◆ Data for this exercise:
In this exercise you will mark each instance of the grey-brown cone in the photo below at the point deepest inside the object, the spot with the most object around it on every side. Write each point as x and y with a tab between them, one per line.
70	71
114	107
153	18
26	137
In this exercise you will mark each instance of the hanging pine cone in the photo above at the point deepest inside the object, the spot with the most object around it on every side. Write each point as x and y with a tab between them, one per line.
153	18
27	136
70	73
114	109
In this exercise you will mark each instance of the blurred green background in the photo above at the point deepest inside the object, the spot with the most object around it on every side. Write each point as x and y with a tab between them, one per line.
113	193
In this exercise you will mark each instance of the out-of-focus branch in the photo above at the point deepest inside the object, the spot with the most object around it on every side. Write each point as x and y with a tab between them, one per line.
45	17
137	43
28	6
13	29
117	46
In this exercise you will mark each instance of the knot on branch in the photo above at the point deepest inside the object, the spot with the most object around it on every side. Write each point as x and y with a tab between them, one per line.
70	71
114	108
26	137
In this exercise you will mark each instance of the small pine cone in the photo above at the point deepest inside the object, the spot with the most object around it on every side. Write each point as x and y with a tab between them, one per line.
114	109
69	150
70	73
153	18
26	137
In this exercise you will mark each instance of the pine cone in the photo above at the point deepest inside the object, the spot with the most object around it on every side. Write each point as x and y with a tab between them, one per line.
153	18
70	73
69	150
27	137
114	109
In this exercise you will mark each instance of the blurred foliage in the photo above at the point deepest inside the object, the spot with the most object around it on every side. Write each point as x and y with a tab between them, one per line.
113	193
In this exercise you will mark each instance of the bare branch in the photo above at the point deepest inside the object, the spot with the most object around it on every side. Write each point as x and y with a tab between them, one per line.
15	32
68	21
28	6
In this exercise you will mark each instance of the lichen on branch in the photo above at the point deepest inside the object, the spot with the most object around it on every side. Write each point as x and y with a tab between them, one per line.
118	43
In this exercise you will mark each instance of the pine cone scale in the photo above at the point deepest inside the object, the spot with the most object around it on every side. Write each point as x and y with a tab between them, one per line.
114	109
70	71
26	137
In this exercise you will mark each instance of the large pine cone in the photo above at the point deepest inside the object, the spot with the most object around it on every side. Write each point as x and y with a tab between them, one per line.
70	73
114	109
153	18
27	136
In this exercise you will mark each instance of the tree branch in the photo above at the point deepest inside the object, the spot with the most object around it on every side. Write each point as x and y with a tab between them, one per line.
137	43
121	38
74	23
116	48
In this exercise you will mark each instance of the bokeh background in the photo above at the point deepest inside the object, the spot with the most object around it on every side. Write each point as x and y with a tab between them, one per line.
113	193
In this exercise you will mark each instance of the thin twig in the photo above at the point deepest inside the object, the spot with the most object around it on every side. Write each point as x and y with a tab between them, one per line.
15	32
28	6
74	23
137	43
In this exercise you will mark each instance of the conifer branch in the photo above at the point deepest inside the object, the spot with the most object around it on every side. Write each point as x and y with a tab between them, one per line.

◆ Your instructions: Would you retype all of the lines shown above, exactly as given?

◆ Your solution:
In this exercise you will mark each instance of the grey-brown cone in the photo below at the point deepest inside the object, the spot with the most object around it on every side. Write each point as x and y with a tab between them, one per line.
70	71
114	107
153	18
26	137
In this exercise you will mark each instance of the hanging pine cone in the photo above at the point deepest inside the object, the spot with the most object around it on every side. Write each point as x and y with a tab between them, one per line.
153	18
27	136
70	73
114	109
In this exercise you will mark each instance of the blurred green background in the photo above at the point deepest inside the object, the spot with the most object around it on every side. Write each point as x and y with a tab between them, one per line.
113	193
In this exercise you will mark each instance of the out-of-focus branch in the photo above at the point deepest inside the object, the spot with the most object around it on every side. Write each point as x and y with a tab between them, one per line.
45	17
137	43
28	6
13	29
117	46
In this exercise you will mark each instance of the knot on branch in the photo above at the point deepest inside the object, the spot with the most object around it on every side. Write each point as x and y with a tab between them, one per line.
70	71
114	108
26	137
In this exercise you will mark each instance of the small pine cone in the photo above at the point deepest inside the object, the spot with the most object around it on every side. Write each point as x and y with a tab between them, one per line.
114	109
69	150
70	73
153	18
26	137
In this exercise you will mark each instance of the pine cone in the photo above at the point deepest inside the object, the spot with the most object around it on every side. Write each point as x and y with a tab between them, one per line.
153	18
70	73
69	150
27	137
114	109
In this exercise you will mark each instance of the blurred foliage in the photo above at the point deepest inside the object, the spot with the most object around it on every side. Write each point as x and y with a tab between them, one per line.
113	193
In this exercise you will mark each instance of the bare branch in the photo above at the point deepest inside the object, the spot with the most object around it on every side. Write each point as x and y with a tab between them, one per line.
15	32
68	21
28	6
In this exercise you will mark each instance of the lichen on branch in the photo above at the point deepest inside the object, the spot with the most object around it on every side. Write each point as x and y with a tab between them, one per line.
118	43
In this exercise you will mark each instance of the pine cone scale in the photo above at the point deepest inside the object, the spot with the most object around it on every side. Write each point as x and y with a tab between them, one per line.
114	109
70	71
26	137
In this exercise you will mark each instance of the large pine cone in the photo above at the point deepest inside the object, the spot with the most object around it on every side. Write each point as x and y with a tab between them, one per line.
70	73
114	109
153	18
27	136
In this exercise you will mark each instance of the tree branch in the photo above at the point deepest inside the object, the spot with the most object around it on every side. Write each point as x and y with a tab between them, one per line.
137	43
121	38
74	23
116	48
In this exercise you will mark each instance of the bokeh background in the photo above at the point deepest inside the object, the spot with the most object around it on every side. Write each point as x and y with a tab between them, one per line.
113	193
In this exercise you will mark each instance of the thin twig in the photo above at the point deepest inside the object, the spot with the most object around it on every side. Write each point as x and y with a tab between them, one per line.
15	32
28	6
74	23
137	43
In this exercise you will mark each instance of the conifer branch in the photo above at the point deepest inside the object, the spot with the most object around it on every side. Write each point as x and y with a tab between them, one per line.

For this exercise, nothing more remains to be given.